### Source text
== == ==

The transfer of context from the local machine to the Docker daemon is what the docker
client means when you see the “Sending build context” message.
If you wish to keep the intermediate containers after the build is complete, you must use --rm=false
. This does not affect the build cache.
$ docker build github.com/creack/docker-firefox
This will clone the GitHub repository and use the cloned repository as context. The Dockerfile at the root of the repository is used as Dockerfile. You can specify an arbitrary Git repository by using the git://
or git@
scheme.

== == ==

### Data extract
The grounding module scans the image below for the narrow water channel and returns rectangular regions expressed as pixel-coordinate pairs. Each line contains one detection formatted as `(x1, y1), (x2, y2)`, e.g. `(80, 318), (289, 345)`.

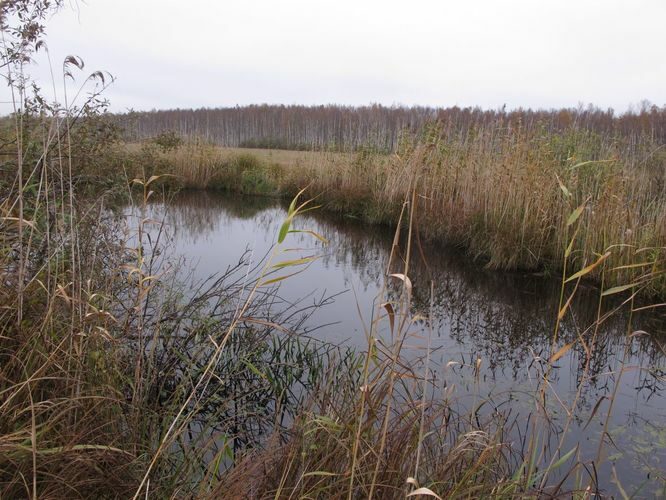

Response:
(127, 192), (666, 498)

== == ==

### Given exercise 1
According to the Docker build text, which option must be used to keep the intermediate containers once the build is complete?
### Given exercise 2
From the Docker build text, extract everything from "The transfer of" down to "the build cache.", with the wording unchanged.

### Exercise result 1
--rm=false

### Exercise result 2
The transfer of context from the local machine to the Docker daemon is what the docker
client means when you see the “Sending build context” message.
If you wish to keep the intermediate containers after the build is complete, you must use --rm=false
. This does not affect the build cache.